* **TASK TO COMPLETE**: From the records below, take each line where the string "mouse" shows up and copy it.

SUPPLIED INFORMATION section start

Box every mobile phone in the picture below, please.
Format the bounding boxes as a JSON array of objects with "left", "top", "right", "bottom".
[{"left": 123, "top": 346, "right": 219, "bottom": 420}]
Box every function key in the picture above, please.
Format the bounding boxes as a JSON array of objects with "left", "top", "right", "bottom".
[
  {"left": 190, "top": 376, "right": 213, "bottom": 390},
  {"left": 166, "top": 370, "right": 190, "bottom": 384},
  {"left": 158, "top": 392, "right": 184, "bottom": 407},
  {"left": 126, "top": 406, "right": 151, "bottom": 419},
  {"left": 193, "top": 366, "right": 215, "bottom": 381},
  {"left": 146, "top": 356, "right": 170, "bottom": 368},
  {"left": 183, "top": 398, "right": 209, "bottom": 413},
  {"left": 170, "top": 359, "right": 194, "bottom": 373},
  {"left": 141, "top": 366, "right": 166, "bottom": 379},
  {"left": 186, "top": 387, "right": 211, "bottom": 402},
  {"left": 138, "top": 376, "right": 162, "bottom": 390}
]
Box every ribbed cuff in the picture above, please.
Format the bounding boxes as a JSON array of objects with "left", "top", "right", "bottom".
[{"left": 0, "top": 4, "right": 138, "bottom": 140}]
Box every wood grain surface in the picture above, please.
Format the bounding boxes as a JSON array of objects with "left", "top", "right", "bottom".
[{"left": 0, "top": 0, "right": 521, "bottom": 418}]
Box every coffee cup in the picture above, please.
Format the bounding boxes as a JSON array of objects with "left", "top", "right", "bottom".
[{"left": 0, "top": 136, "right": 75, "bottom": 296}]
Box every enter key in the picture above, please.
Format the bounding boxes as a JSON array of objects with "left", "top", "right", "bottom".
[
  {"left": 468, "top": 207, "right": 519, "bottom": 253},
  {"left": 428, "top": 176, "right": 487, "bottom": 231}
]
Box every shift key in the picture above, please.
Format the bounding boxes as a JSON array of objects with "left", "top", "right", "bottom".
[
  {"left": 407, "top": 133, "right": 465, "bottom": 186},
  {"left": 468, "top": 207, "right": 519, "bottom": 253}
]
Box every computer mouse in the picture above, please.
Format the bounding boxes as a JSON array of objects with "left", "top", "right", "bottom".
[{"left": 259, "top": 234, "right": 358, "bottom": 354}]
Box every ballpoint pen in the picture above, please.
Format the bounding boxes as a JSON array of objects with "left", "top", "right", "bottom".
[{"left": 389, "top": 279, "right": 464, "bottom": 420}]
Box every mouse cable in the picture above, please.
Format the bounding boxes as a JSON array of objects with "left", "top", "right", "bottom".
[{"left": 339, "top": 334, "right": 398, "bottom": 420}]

SUPPLIED INFORMATION section end

* **EXERCISE SOLUTION**:
Box every computer mouse in the picture above, please.
Box every mouse cable in the picture above, please.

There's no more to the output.